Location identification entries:
::::::::

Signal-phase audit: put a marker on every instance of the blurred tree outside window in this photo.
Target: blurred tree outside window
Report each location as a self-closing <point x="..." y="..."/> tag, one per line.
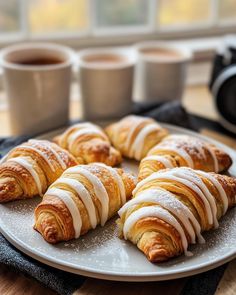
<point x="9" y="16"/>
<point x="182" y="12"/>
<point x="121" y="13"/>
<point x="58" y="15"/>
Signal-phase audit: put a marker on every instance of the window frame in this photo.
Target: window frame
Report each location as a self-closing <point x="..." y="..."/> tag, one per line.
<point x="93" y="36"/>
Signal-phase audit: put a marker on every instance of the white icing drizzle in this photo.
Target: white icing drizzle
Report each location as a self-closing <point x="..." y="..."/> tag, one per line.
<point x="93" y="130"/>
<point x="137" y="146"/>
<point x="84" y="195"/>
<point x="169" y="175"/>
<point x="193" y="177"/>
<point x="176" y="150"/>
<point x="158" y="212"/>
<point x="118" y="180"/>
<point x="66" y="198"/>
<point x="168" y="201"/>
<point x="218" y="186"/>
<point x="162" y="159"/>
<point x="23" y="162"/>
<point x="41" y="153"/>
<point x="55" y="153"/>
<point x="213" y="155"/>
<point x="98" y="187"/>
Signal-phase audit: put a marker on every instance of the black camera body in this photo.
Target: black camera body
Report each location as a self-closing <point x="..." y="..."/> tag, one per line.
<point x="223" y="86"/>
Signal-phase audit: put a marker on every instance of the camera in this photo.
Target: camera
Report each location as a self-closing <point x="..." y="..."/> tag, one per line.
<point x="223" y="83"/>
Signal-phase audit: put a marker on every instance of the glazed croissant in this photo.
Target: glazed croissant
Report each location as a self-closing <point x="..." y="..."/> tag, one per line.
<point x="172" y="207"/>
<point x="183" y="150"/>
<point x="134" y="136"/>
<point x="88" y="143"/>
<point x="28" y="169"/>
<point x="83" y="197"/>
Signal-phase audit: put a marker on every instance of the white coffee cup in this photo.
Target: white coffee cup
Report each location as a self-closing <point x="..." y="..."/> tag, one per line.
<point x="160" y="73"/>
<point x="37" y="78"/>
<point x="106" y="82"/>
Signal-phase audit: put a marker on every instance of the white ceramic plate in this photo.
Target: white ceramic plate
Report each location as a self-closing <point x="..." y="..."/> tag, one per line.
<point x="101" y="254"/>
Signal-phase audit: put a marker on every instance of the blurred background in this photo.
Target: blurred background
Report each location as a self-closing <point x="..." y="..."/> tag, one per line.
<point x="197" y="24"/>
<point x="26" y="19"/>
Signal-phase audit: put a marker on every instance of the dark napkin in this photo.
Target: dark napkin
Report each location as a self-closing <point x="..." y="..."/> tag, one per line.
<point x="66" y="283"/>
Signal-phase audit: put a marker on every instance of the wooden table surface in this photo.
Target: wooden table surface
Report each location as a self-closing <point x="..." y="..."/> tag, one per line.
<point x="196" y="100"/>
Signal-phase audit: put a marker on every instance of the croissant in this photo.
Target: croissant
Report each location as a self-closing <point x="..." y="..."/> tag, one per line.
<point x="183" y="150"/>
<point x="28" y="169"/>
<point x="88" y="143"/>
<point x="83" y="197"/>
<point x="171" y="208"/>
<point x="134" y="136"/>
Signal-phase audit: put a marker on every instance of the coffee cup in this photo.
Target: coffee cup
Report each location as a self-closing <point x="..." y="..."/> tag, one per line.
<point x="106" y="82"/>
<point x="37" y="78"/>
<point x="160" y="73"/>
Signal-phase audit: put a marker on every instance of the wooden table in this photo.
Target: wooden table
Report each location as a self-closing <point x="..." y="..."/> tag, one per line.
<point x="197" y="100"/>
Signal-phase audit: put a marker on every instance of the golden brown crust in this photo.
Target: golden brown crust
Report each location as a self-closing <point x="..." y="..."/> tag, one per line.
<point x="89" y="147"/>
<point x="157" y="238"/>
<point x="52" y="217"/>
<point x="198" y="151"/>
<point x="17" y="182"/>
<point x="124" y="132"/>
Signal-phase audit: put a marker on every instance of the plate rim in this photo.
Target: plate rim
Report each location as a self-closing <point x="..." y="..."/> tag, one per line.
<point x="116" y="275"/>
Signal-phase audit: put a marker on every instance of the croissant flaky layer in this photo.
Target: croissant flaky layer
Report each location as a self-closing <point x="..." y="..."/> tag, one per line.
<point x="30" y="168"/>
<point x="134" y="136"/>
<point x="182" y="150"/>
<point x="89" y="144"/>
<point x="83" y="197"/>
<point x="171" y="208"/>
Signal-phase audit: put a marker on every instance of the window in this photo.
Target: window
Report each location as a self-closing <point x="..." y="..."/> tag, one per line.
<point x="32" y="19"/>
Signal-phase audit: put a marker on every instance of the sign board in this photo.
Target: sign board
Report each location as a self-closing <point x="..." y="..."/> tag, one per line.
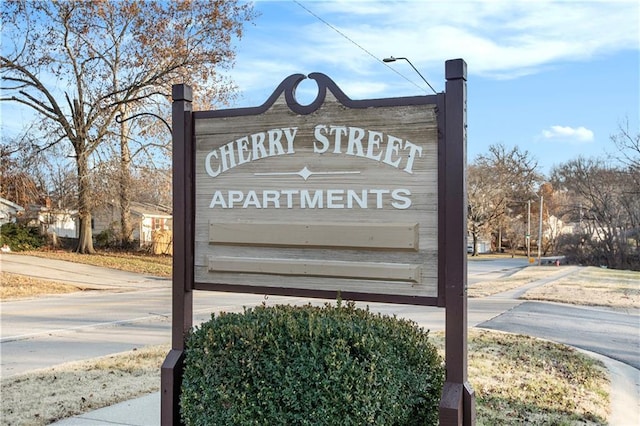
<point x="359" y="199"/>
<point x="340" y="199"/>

::::::::

**Task prompt:** Rewrite all the rows above, substituting "Location check" for every occurrence of "Signal-phase audit" and leaving everything else as it is. Omit the pictures from your answer.

**Answer for this exercise:**
Location check: put a marker on every instance of the blurred tree outside window in this photo.
Target: blurred tree outside window
Report each location as a self-closing <point x="..." y="..."/> tag, one per line.
<point x="9" y="16"/>
<point x="182" y="12"/>
<point x="121" y="13"/>
<point x="58" y="15"/>
Location check: put a marker on every instance of the window frame in this photo.
Target: window frame
Report each location as a self-closing <point x="..." y="..."/> tag, one per line.
<point x="93" y="36"/>
Location check: put a marker on every instance of the white icing drizzle in this photo.
Target: white icing drizzle
Report each location as a self-closing <point x="..." y="..."/> tag, one per line.
<point x="93" y="130"/>
<point x="137" y="146"/>
<point x="84" y="195"/>
<point x="169" y="175"/>
<point x="193" y="177"/>
<point x="176" y="150"/>
<point x="158" y="212"/>
<point x="118" y="180"/>
<point x="66" y="198"/>
<point x="168" y="201"/>
<point x="218" y="186"/>
<point x="162" y="159"/>
<point x="23" y="162"/>
<point x="41" y="153"/>
<point x="55" y="153"/>
<point x="213" y="155"/>
<point x="98" y="187"/>
Location check: put a marker on every instance of the black camera body in this photo.
Target: black camera body
Report each location as a self-closing <point x="..." y="..."/> tag, one per line.
<point x="223" y="86"/>
Location check: put a marker on every instance of the camera in this photo.
Target: camera
Report each location as a self-closing <point x="..." y="..."/> tag, one per line.
<point x="223" y="83"/>
Location check: put a marker on every instance of the glazed croissant in this photo.
Target: glazed croissant
Report each location as a self-closing <point x="..." y="..."/> tag, one per line.
<point x="172" y="207"/>
<point x="183" y="150"/>
<point x="134" y="136"/>
<point x="88" y="143"/>
<point x="28" y="169"/>
<point x="83" y="197"/>
Location check: put a marker on every instance of the white coffee cup in this photo.
Target: white coffee cup
Report each location as a self-closing <point x="..." y="..."/> tag, one per line.
<point x="160" y="73"/>
<point x="37" y="78"/>
<point x="106" y="82"/>
Location check: put a marker on every instance of the white ceramic plate in this photo.
Target: white ceramic plate
Report each location as a self-closing <point x="..." y="..."/> tag, one per line.
<point x="101" y="254"/>
Location check: put a marker on every instance of the blurred background in this photo.
Target: blurred background
Report each location as a self-closing <point x="..." y="..."/> tag, one per line.
<point x="197" y="24"/>
<point x="26" y="19"/>
Location check: put a marker on every instance of the dark napkin in this photo.
Target: dark napkin
Report each location as a self-closing <point x="..." y="..."/> tag, one per line.
<point x="66" y="283"/>
Location check: put a marker on every instance of the wooden table surface in this photo.
Target: wooden table surface
Report each location as a self-closing <point x="..." y="..."/> tag, one per line.
<point x="196" y="100"/>
Location check: put a marker on every instance of the croissant in this photo.
Target: croissant
Report each location as a self-closing <point x="..." y="..."/> tag, one per line.
<point x="183" y="150"/>
<point x="28" y="169"/>
<point x="88" y="143"/>
<point x="83" y="197"/>
<point x="171" y="208"/>
<point x="134" y="136"/>
Location check: put a marker on every instance of the coffee cup in this photo.
Target: coffee cup
Report each location as a self-closing <point x="..." y="..."/> tag, one per line.
<point x="106" y="82"/>
<point x="37" y="78"/>
<point x="160" y="73"/>
Location check: put a marker on every instance of the wooden table in this photo.
Target: wooden table
Report each location as a self-closing <point x="..." y="..."/> tag, one per line.
<point x="197" y="100"/>
Location check: put a marker on every instance of the golden brown crust in this photo.
Target: golden brown crust
Report each location as a self-closing <point x="..." y="..."/> tag, one per line.
<point x="89" y="147"/>
<point x="157" y="238"/>
<point x="52" y="217"/>
<point x="198" y="151"/>
<point x="17" y="182"/>
<point x="124" y="132"/>
Location check: put a marker on every instance of the plate rim in this photo.
Target: plate rim
Report each location as a self-closing <point x="..." y="..."/> tag, one per line.
<point x="116" y="275"/>
Location check: put a marker on every instance of the croissant flaky layer in this photo.
Target: croissant flaky layer
Report each location as a self-closing <point x="..." y="..."/> tag, one per line.
<point x="30" y="168"/>
<point x="134" y="136"/>
<point x="182" y="150"/>
<point x="89" y="144"/>
<point x="83" y="197"/>
<point x="171" y="208"/>
Location check: put a marker on every instance of the window in this photo.
Target: window
Report each location as a self-closing <point x="..." y="..."/> tag, one per line.
<point x="32" y="19"/>
Location check: put a marker on every instance of the sign board in this photo.
Target: sign board
Report each location as a self-closing <point x="..." y="..."/> tag, one per line.
<point x="359" y="199"/>
<point x="340" y="199"/>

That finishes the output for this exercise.